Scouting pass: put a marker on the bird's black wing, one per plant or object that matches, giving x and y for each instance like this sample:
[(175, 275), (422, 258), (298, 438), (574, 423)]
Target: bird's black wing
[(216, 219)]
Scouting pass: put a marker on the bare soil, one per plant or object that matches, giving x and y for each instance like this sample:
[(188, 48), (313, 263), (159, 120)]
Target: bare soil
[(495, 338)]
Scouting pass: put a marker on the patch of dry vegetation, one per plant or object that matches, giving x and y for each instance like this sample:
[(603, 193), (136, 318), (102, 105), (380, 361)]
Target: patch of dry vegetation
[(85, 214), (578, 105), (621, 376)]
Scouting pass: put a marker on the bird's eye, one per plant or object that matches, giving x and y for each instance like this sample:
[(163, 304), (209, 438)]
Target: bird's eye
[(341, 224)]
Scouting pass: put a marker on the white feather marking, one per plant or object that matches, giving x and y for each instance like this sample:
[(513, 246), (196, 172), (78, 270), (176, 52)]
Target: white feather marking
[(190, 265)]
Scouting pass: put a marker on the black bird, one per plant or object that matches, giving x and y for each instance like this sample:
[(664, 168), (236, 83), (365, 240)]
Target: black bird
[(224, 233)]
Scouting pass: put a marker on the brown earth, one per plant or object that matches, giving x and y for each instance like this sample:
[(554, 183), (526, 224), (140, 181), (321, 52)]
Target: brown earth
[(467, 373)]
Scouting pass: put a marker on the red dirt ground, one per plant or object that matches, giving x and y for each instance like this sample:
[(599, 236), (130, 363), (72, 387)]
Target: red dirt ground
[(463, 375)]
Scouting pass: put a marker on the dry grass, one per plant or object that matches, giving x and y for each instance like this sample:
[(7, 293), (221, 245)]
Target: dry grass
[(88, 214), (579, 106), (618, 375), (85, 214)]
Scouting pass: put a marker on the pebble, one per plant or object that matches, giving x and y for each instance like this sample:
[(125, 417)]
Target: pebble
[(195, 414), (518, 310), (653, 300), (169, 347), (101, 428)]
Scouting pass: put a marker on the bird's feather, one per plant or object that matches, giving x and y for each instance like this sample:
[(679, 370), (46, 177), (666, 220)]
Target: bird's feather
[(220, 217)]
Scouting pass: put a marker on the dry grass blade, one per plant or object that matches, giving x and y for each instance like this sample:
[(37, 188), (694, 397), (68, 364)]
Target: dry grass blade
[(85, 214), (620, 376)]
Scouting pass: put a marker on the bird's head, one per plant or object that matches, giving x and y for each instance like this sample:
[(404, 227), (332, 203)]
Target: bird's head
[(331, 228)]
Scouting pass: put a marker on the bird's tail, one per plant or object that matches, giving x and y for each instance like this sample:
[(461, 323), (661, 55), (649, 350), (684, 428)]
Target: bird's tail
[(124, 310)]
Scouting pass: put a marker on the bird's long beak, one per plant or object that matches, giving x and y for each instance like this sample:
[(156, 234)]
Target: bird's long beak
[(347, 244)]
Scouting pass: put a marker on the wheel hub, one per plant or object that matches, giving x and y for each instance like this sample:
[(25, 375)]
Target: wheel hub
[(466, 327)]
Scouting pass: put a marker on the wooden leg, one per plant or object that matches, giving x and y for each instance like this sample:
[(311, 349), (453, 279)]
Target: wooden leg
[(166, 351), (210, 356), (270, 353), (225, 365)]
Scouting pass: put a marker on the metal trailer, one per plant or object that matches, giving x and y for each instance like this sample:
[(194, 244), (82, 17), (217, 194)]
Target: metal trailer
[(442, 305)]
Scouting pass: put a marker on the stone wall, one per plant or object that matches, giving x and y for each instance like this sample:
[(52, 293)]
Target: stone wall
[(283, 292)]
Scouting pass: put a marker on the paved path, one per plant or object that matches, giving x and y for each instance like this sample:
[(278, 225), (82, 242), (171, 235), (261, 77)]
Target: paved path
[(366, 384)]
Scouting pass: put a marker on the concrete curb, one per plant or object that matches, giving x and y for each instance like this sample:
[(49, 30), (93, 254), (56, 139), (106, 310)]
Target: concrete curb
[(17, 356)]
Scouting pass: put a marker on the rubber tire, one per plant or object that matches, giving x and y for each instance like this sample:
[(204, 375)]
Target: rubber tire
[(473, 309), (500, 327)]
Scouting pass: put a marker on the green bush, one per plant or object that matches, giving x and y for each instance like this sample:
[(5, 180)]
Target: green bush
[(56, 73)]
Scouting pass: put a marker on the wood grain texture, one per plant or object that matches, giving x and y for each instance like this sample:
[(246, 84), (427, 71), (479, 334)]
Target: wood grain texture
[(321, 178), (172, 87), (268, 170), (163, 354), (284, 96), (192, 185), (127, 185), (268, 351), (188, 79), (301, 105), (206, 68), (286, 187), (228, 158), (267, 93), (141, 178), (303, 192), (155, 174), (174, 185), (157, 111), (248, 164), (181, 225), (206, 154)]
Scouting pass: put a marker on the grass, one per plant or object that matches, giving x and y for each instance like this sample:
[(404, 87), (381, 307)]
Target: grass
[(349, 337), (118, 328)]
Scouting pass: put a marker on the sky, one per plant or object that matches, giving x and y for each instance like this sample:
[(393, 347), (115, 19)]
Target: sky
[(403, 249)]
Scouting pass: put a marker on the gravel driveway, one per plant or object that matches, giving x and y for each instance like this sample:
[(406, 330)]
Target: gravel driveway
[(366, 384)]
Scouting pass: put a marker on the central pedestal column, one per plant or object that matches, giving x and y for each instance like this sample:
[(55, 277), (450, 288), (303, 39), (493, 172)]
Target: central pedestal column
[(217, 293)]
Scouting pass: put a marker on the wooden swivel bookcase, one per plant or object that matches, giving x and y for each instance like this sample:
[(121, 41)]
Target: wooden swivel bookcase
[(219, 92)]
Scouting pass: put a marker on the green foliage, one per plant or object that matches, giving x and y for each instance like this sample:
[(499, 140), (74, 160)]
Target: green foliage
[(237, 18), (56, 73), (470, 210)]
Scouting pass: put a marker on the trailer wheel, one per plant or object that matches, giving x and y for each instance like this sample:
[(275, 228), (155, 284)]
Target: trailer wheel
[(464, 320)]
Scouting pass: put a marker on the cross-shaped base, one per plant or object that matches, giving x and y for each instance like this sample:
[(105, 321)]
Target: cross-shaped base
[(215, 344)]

:: Task to complete ::
Switch "put a marker on" to "place a pin on" throughout all of the records above and write the lines out again, leaving everything else unchanged.

:: Output for this task ::
Scouting pass: place a pin on the bird's black wing, one per plant or object that matches, giving x and y for each instance like this sample:
[(175, 275), (422, 258), (298, 438), (574, 423)]
Target: bird's black wing
[(216, 219)]
Scouting pass: place a pin on the bare soil, one per plant or object that matches, giving x and y for each instance like this sample:
[(188, 48), (313, 263), (159, 120)]
Target: bare soil
[(495, 338)]
Scouting pass: place a pin on the patch of dry vegetation, one per plant or object that matches, giving x and y for each instance like this sample:
[(603, 193), (136, 318), (102, 105), (380, 361)]
Target: patch of dry vegetation
[(85, 214), (578, 105), (621, 376)]
Scouting pass: place a pin on the bird's eye, one per plant or object that matches, giving x and y for each instance like this sample:
[(163, 304), (209, 438)]
Target: bird's eye
[(341, 224)]
Scouting pass: place a pin on the white feather marking, one per plant or object that matches, giving x and y for each instance like this sample:
[(513, 246), (196, 172), (78, 270), (176, 52)]
Target: white feather marking
[(190, 265)]
Scouting pass: place a pin on the black bird, one per plant or object that matches, giving x and y for each instance like this sample:
[(664, 168), (236, 83), (365, 240)]
Target: black bird
[(224, 233)]
Scouting pass: place a pin on the brown earth, one per plant or object that matches, giving x and y for each instance like this sample:
[(554, 183), (526, 224), (140, 181), (321, 52)]
Target: brown earth
[(467, 373)]
Scouting pass: place a pin on the red dirt ground, one per plant or object that matches, giving x and y for each instance like this sample:
[(599, 236), (130, 363), (72, 387)]
Target: red dirt ground
[(463, 375)]
Scouting pass: place a pin on the dry grass, one per plant or object that matches, giving x and y for each instance like this sample:
[(7, 293), (221, 245)]
Target: dry grass
[(88, 214), (579, 106), (618, 375), (85, 214)]
Scouting pass: place a pin on the pebble, one per plant or object that matches, giving x and y for each instance like this sample:
[(125, 417)]
Target: pebble
[(195, 414), (518, 310), (653, 300), (169, 347), (101, 428)]
Scouting pass: place a pin on the bird's feather, one per plant or object that matches, giving x and y for each instance like this sample:
[(679, 370), (46, 177), (666, 220)]
Target: bird's feather
[(220, 217)]
Scouting pass: place a pin on the dry grass blade, one per plant or object that matches, giving x and y for each instance like this sample:
[(37, 188), (694, 397), (68, 364)]
Target: dry grass blade
[(85, 214), (620, 376)]
Scouting pass: place a pin on the bird's head, one per plant or object that matches, giving x and y for each instance like this sample:
[(404, 227), (332, 203)]
Target: bird's head
[(331, 228)]
Scouting pass: place a pin on the bird's tail, one per plant or object that matches, giving x and y for each instance like this sample:
[(461, 323), (661, 55), (649, 350), (684, 428)]
Target: bird's tail
[(124, 310)]
Scouting pass: place a pin on the bird's long beak, one per plant or object that matches, giving x and y for each instance like this sample:
[(156, 234)]
Target: bird's long beak
[(347, 244)]
Scouting pass: place a pin on the wheel hub, one per plant or object that matches, giving x and y for each instance like this sample:
[(25, 375)]
Target: wheel hub
[(466, 327)]
Scouting pass: place a pin on the wooden leg, one per plant or object that matches, giving x and y for each instance like this sample:
[(311, 349), (453, 279)]
Target: wooden leg
[(166, 351), (210, 356), (270, 353), (225, 365)]
Scouting pass: place a pin on the metal trailer, one per plant or object that matches, giving x and y for each instance like this sample:
[(194, 244), (82, 17), (217, 194)]
Target: metal trailer
[(442, 305)]
Scouting pass: place a pin on the stone wall, one per plant or object that matches, giving x and y for each instance like this sample:
[(52, 293)]
Target: stone wall
[(283, 292)]
Scouting pass: place a pin on the paved path, one per plant or object that matches, giving x and y for each instance like this sample:
[(278, 225), (82, 242), (171, 235), (261, 77)]
Target: paved path
[(366, 384)]
Scouting pass: place a pin on the concrete curb, one per plant or object that matches, giving x and y for each instance like this sample:
[(49, 30), (93, 254), (56, 139), (106, 310)]
Target: concrete curb
[(17, 356)]
Scouting pass: place a pin on the rubber tire, one per plant or object that matches, giving x and y for each instance like this sample:
[(204, 375)]
Target: rubber tire
[(473, 309), (500, 327)]
Scouting pass: place a pin on the green bush, one per plant or object that matches, giving x and y for each instance like this sample:
[(5, 180)]
Target: green bush
[(56, 73)]
Scouting pass: place a pin on the wood grain texture, one per plant or object that matches, giving x and y for each instance like this sample:
[(246, 84), (427, 71), (479, 334)]
Target: wood grain texture
[(321, 178), (172, 87), (268, 170), (163, 354), (284, 96), (192, 185), (127, 185), (268, 351), (188, 79), (301, 105), (206, 68), (286, 187), (228, 158), (267, 93), (141, 178), (303, 192), (155, 174), (174, 185), (157, 111), (248, 164), (181, 225), (206, 154)]
Scouting pass: place a pin on the grass, one per plant or object that matches, giving x and y for each instance like this sample:
[(404, 87), (381, 307)]
Target: grass
[(349, 337), (118, 328)]
Scouting pass: place a pin on the sky, one per plant or object that matches, giving x and y for each instance like this sample:
[(393, 347), (115, 19)]
Target: sky
[(403, 249)]
Scouting pass: place a pin on the gravel driveway, one per plant or object that matches, giving x and y for each instance like this sample:
[(406, 330)]
Target: gravel driveway
[(366, 384)]
Scouting pass: place a pin on the central pedestal column, one per plant or object that matches, giving x and y for each instance like this sample:
[(55, 277), (450, 288), (303, 39), (493, 172)]
Target: central pedestal column
[(217, 293)]
Scouting pass: place a pin on the wooden swivel bookcase, one per plant or object that matches, giving x and y for each instance like this sample:
[(121, 41)]
Target: wooden swivel bookcase
[(219, 92)]
Scouting pass: place a pin on the green foliage, one per plant or object that matches, giving x and y for each instance like this sample:
[(499, 140), (74, 160)]
Target: green foliage
[(237, 18), (56, 73), (470, 210)]
Scouting pass: place a pin on the trailer wheel, one per plant or object that matches, giving x and y for each instance like this sample:
[(275, 228), (155, 284)]
Target: trailer wheel
[(464, 320)]
Scouting pass: place a pin on the cross-shaped base, one per plant or object that matches, giving x and y for each instance like this sample:
[(105, 321)]
Target: cross-shaped base
[(215, 344)]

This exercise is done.